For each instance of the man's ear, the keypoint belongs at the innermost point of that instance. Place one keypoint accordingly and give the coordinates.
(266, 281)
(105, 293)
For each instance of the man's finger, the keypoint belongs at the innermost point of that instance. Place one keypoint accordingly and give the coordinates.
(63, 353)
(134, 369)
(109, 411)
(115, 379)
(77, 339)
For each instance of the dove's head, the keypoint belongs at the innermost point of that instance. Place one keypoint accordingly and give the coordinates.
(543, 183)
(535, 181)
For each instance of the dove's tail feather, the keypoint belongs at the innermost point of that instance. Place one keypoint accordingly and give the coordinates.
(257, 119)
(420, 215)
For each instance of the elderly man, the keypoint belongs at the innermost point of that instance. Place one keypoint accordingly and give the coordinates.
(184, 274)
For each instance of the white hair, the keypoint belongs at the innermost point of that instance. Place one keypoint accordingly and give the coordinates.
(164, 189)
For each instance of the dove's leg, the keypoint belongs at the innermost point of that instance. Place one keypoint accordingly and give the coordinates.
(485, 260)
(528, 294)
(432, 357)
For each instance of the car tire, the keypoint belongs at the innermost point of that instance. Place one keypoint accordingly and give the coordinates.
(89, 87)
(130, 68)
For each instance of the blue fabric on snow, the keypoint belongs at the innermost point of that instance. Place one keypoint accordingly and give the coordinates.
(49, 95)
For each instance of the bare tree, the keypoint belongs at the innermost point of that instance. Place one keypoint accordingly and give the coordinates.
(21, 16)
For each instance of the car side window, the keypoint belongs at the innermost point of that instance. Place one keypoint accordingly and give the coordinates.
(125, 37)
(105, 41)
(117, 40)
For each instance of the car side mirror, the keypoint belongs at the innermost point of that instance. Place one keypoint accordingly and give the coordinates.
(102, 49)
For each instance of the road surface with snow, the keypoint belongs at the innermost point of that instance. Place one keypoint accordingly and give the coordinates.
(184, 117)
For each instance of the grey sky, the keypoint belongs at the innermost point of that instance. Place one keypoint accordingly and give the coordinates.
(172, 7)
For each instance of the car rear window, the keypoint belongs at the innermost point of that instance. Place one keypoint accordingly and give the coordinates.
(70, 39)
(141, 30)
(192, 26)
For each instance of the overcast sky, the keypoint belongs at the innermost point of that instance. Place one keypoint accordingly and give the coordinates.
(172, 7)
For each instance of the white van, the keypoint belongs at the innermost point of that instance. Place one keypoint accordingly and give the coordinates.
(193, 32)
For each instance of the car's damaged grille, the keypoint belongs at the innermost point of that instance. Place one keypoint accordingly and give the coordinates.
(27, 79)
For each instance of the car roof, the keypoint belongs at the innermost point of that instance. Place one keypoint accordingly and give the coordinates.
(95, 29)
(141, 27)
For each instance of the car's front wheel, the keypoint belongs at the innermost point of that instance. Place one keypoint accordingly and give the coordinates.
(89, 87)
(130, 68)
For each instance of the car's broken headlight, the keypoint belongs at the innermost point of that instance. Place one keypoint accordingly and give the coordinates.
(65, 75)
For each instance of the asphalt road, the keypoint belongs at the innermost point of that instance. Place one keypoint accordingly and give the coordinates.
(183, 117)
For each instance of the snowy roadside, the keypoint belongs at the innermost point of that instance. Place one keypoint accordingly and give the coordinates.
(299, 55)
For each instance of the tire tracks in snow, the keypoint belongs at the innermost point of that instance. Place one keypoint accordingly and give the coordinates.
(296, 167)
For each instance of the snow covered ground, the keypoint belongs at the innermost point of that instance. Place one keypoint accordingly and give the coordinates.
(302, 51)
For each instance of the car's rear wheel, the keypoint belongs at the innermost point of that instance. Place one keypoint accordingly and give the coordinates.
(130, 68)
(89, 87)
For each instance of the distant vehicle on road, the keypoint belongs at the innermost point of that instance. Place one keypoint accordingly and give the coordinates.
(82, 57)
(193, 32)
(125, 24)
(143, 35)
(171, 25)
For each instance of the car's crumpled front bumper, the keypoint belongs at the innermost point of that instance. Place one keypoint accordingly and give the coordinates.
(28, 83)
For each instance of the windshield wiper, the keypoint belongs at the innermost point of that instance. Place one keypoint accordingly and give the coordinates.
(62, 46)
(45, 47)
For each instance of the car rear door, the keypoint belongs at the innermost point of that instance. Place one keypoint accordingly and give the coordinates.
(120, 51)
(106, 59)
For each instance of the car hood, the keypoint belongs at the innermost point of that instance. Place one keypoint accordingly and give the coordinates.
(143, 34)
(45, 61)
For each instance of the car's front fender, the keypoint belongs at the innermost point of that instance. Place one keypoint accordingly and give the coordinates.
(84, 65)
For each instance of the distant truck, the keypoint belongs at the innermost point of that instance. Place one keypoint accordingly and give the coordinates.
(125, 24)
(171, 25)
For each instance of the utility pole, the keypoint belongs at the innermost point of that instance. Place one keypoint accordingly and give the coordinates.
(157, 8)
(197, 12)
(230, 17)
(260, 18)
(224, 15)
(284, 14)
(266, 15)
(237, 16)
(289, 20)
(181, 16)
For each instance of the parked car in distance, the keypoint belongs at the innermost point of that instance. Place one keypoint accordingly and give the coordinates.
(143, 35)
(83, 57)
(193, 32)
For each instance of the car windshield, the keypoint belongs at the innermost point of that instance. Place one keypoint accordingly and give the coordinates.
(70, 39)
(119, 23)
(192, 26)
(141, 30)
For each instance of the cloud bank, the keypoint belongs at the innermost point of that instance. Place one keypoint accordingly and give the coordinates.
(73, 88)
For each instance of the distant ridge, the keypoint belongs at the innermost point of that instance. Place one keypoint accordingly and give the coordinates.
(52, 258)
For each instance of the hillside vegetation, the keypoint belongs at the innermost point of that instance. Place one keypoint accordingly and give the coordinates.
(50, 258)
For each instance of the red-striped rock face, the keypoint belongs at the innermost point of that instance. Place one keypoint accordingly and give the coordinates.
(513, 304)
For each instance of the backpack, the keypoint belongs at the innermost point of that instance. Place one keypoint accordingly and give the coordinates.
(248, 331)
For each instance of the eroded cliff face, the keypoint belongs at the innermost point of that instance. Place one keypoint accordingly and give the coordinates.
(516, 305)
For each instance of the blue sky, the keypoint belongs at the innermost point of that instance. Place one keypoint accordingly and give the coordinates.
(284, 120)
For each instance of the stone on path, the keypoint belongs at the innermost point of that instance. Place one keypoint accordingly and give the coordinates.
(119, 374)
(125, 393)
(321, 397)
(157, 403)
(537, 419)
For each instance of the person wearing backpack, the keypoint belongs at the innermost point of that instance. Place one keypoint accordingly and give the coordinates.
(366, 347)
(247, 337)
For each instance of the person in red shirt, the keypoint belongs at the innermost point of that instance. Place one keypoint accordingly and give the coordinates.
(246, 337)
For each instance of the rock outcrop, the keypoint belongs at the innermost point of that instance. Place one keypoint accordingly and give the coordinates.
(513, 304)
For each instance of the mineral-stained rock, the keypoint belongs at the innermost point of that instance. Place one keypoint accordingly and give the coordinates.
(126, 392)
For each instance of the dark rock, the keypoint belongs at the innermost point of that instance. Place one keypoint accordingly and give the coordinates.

▸ Exercise goal
A faithful copy of all the records is required.

▸ Solution to this task
For each instance of the man's ear, the keypoint belongs at the innermost point of that instance. Place one keypoint accordingly and give the coordinates.
(266, 281)
(105, 293)
For each instance of the man's finger, the keypoint belongs at the innermost point of that instance. Place one keypoint accordingly and give the coordinates.
(63, 353)
(134, 369)
(109, 411)
(115, 379)
(77, 339)
For each instance of the dove's head, the keypoint belongs at the innermost point of that instance. Place one keypoint accordingly and give the coordinates.
(543, 183)
(535, 181)
For each instance of the dove's tail feather, the keypoint belongs at the innermost point of that instance. Place one keypoint accordingly and give the coordinates.
(257, 119)
(420, 215)
For each instance of the elderly man, the keypoint belongs at the innermost point of that instance. Place one keypoint accordingly and give the coordinates.
(184, 274)
For each instance of the white hair, the keypoint belongs at the innermost point of that instance. Place one keypoint accordingly and give the coordinates.
(164, 189)
For each instance of the dove's leg, the keypoint belongs at the innermost point of that instance. Place one keypoint accordingly and give the coordinates.
(485, 260)
(528, 294)
(432, 357)
For each instance of the car tire, the keypoint belongs at the innermost point of that instance. Place one keypoint accordingly and give the coordinates.
(89, 87)
(130, 68)
For each instance of the blue fabric on snow, the keypoint belongs at the innermost point of that instance. Place one keypoint accordingly and give the coordinates.
(49, 95)
For each instance of the bare tree, the keypoint belongs at the innermost point of that instance. Place one keypoint accordingly and give the coordinates.
(21, 16)
For each instance of the car side window, the keypoint belongs at the innermost point of that instance. Place one keypoint accordingly and give the coordinates.
(125, 37)
(105, 41)
(117, 40)
For each instance of the car side mirror, the keypoint belongs at the innermost point of that instance. Place one keypoint accordingly and give the coordinates.
(102, 49)
For each instance of the road surface with snow, the keypoint belongs at the innermost point of that instance. Place one keypoint accordingly and give the coordinates.
(184, 117)
For each instance of the grey sky, the keypoint belongs at the innermost point of that instance. Place one keypoint accordingly and give the coordinates.
(172, 7)
For each instance of the car rear window, the keypoint belongs at the innermost point of that instance. Place one keypoint accordingly and give the coordinates.
(70, 39)
(141, 30)
(192, 26)
For each instance of the overcast sky, the keypoint belongs at the innermost point of that instance. Place one keypoint accordingly and give the coordinates.
(172, 7)
For each instance of the white van, the keypoint belongs at the innermost point of that instance. Place one keypoint accordingly and give the coordinates.
(193, 32)
For each instance of the car's damaged grille, the keypoint belongs at the innermost point of that instance. Place one keypoint accordingly and give the coordinates.
(27, 79)
For each instance of the car roof, the keypoint belongs at the innermost point of that instance. Place one keypoint accordingly and give the coordinates.
(95, 29)
(141, 27)
For each instance of the car's front wheel, the keypoint belongs at the innermost point of that instance. Place one keypoint accordingly and give the coordinates.
(89, 87)
(130, 68)
For each instance of the car's broken headlight, the keypoint belongs at the innermost point of that instance. Place one keypoint accordingly and give the coordinates.
(65, 75)
For each instance of the asphalt road, the keypoint belongs at the innermost point of that instance. Place one keypoint accordingly and give the coordinates.
(183, 117)
For each instance of the snowy roadside, the keypoint belongs at the innermost point of that instance. Place one keypoint accordingly and give the coordinates.
(299, 55)
For each instance of the tire tracks in snow, the keypoint belongs at the innermost point of that instance. Place one keypoint accordingly and give the coordinates.
(296, 167)
For each instance of the snow covered ground, the keypoint belongs at the innermost point of that instance. Place one keypoint accordingly and give the coordinates.
(302, 51)
For each instance of the car's rear wheel, the keypoint belongs at the innermost point of that instance. Place one keypoint accordingly and give the coordinates.
(130, 68)
(89, 87)
For each instance of the distant vehicle on road, the keypoint belongs at the innermost point of that instance. Place one keypoint accordingly and give the coordinates.
(82, 57)
(193, 32)
(125, 24)
(143, 35)
(171, 25)
For each instance of the car's crumpled front bumper, the keypoint belongs at the innermost point of that instance. Place one keypoint accordingly and give the coordinates.
(28, 83)
For each instance of the windshield wiper, the keypoint belongs at the innermost point of that instance. Place one keypoint accordingly and give the coordinates.
(62, 46)
(45, 47)
For each instance of the car rear door, the keypoint belongs at the innermost point of that instance. Place one keypoint accordingly and give the coordinates.
(120, 51)
(106, 59)
For each instance of the car hood, the keypoint belongs at the innermost point of that instance. Place one keypoint accordingly and give the coordinates.
(143, 34)
(45, 61)
For each instance of the car's front fender, the keypoint belongs at the innermost point of that instance. Place one keypoint accordingly and give the coordinates.
(84, 65)
For each instance of the distant truck, the keypoint belongs at the innermost point of that instance. Place one keypoint accordingly and give the coordinates.
(125, 24)
(171, 25)
For each instance of the utility pole, the keypoint belongs at the innermost point of that instance. Place one keypoint accordingly and give the coordinates.
(157, 8)
(197, 12)
(230, 17)
(260, 18)
(224, 15)
(284, 14)
(266, 15)
(237, 16)
(289, 20)
(181, 16)
For each instance of the parked car in distance, the keypoint belongs at the innermost point of that instance. Place one keypoint accordingly and give the coordinates.
(143, 35)
(83, 57)
(193, 32)
For each instance of the car windshield, the keypoint belongs at the innermost point of that instance. Place one keypoint accordingly and give the coordinates.
(70, 39)
(119, 23)
(192, 26)
(141, 30)
For each instance of the cloud bank, the keypoint belongs at the innermost point of that instance. Place one keypoint accordingly and give the coordinates.
(73, 88)
For each instance of the distant ridge, the keypoint belongs at the innermost point of that instance. Place one keypoint accordingly and give the coordinates.
(52, 258)
For each instance of the hillside vegetation, the keypoint belongs at the innermost point of that instance. Place one keypoint accordingly and give the coordinates.
(50, 258)
For each instance of the red-striped rock face, the keypoint belongs at the innermost point of that instance. Place one keypoint accordingly and give the coordinates.
(513, 304)
For each instance of the backpack, the keypoint belongs at the innermost point of that instance. Place one keypoint accordingly and give the coordinates.
(248, 331)
For each instance of the eroded cliff face, the keypoint belongs at the innermost point of that instance. Place one keypoint accordingly and give the coordinates.
(516, 305)
For each instance of the blue sky, the keypoint belongs at the innermost point of that instance. Place one keypoint accordingly and give the coordinates.
(284, 120)
For each instance of the stone on path, the keypoint belongs at the innermost point of that instance. Place one keypoint accordingly and give the coordinates.
(119, 374)
(125, 393)
(321, 397)
(157, 403)
(537, 419)
For each instance of the person wearing backpack, the keypoint belongs at the innermost point of that instance. Place one keypoint accordingly and give the coordinates.
(366, 347)
(247, 337)
For each instance of the person in red shirt, the keypoint belongs at the innermost point of that instance. Place one keypoint accordingly and give the coordinates.
(246, 337)
For each instance of the rock outcrop, the keypoint belongs at the innermost point of that instance. Place one keypoint accordingly and give the coordinates.
(513, 304)
For each instance of the mineral-stained rock, the keypoint belongs at the innermost point of that instance. Place one keypoint accordingly and give the coordinates.
(126, 392)
For each instance of the dark rock, the keypoint belongs at the innermost point of that instance. Place one keypoint accordingly and give the coordinates.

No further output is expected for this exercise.